GOAL 1 -
Return every line in the entries below that contains the string "array", matching case exactly.

TEXT SEGMENT -
______________________________

Between initial detention and the writing of the department's disposition report, M.R., E.J., and L.A. were moved into separate homes. J.I., J.M., and V.D. remained placed together, as did F.A. and L.M.

In a supplemental disposition report, the social worker reported father had visited with the children weekly from July 2019 through January 2020, in contrast to the earlier inaccurate report. No concerns were noted regarding visits. Mother was not consistent with visits and had not visited since September 28, 2019. In addition to giving a positive test for methamphetamine in August 2019 and a positive test for alcohol in November 2019, father had provided negative tests for drugs and alcohol on September 21, 2019, October 12, 2019, November 27, 2019, and December 9, 2019.

Following its assessment of father's residence, the department continued its recommendation of family reunification services for both parents. They recommended denial of father's request for placement on family maintenance services and deemed placement in father's residence as inappropriate because "mother is residing in his home and continues to use illegal controlled substances." Mother had not made any progress with her voluntary case plan.

The disposition hearing was held on February 20, 2020. Father contested disposition and requested all eight children be placed with him on family maintenance services.

Father testified he had completed parent and child neglect counseling. Father said if the children were to be placed with him, his roommates would move out and there would not be beer cans inside or outside of the house. Father further testified that mother currently resides with him but would move out if the children were returned. Father would not allow her to live with him until she complied with her court ordered services.

______________________________

ENTRIES SHOWN -

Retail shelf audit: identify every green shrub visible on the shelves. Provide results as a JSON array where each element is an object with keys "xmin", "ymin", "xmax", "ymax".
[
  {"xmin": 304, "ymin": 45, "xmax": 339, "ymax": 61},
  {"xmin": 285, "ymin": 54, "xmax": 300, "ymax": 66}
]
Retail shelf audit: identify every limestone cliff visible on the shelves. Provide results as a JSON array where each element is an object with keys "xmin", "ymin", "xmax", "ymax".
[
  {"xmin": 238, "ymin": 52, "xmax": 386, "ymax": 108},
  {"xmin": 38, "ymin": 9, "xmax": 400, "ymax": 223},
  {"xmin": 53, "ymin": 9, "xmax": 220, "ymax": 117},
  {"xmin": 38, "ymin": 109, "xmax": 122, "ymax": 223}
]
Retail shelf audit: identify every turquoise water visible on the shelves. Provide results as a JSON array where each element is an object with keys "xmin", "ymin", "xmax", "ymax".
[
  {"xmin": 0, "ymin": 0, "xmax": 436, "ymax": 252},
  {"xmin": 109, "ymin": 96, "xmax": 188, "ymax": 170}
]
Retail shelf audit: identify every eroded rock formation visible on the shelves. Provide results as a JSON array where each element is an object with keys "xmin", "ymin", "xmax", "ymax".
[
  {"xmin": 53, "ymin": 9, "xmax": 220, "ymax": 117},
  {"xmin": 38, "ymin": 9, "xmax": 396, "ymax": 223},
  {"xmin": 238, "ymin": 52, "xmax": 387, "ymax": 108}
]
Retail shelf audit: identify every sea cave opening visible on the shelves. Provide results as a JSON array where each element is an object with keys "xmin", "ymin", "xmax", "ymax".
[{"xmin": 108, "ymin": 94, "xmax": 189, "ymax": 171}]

______________________________

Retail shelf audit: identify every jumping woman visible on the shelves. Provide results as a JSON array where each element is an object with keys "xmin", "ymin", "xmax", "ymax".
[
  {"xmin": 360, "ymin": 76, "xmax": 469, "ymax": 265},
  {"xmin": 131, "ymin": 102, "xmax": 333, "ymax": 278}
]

______________________________

GOAL 2 -
Continue the court passage about the children's disposition hearing, starting after its last sentence.

TASK RESULT 1 -
Retail shelf audit: identify every green shrub visible on the shelves. Provide results as a JSON array where each element is an object with keys "xmin", "ymin", "xmax", "ymax".
Retail shelf audit: identify every limestone cliff visible on the shelves. Provide results as a JSON array where each element is an object with keys "xmin", "ymin", "xmax", "ymax".
Retail shelf audit: identify every turquoise water visible on the shelves. Provide results as a JSON array where each element is an object with keys "xmin", "ymin", "xmax", "ymax".
Retail shelf audit: identify every eroded rock formation visible on the shelves. Provide results as a JSON array where each element is an object with keys "xmin", "ymin", "xmax", "ymax".
Retail shelf audit: identify every sea cave opening visible on the shelves. Provide results as a JSON array where each element is an object with keys "xmin", "ymin", "xmax", "ymax".
Retail shelf audit: identify every jumping woman visible on the shelves. Provide results as a JSON array where each element is an object with keys "xmin", "ymin", "xmax", "ymax".

TASK RESULT 2 -
Father explained he did not have beds for the children because he was not sure if the children would be placed with him. Father explained there was limited food in the home because there is a store nearby so they just run out and get whatever they need. He would purchase whatever he needed to as soon as the children were ordered to reside with him. Father testified he had help getting the children to and from school and supervising them while he was at work. Father also testified he would be willing to stop drinking alcohol if the court ordered him not to drink. He stated, "I am willing to do everything."

Counsel for the department argued that at the current moment in time, father's home was inappropriate because he had roommates, did not have adequate supplies, provided a positive drug test in August 2019 and a positive alcohol test in November 2019, and allowed mother to reside in the home.

Counsel for the children submitted on the department's recommendation. She argued detriment was shown by the fact that father appeared to have a drinking problem that required treatment and that mother resided in his home.

Father's counsel argued that there was no evidence father abused alcohol and was willing to abide by the court's order not to consume alcohol and that his positive test for methamphetamine was over six months before. Counsel requested conditional return based on father obtaining beds for the children and vacating his roommates.

Counsel for the children added that the children were "very concerned" that the mother resided at father's residence and were "very concerned about that displacement."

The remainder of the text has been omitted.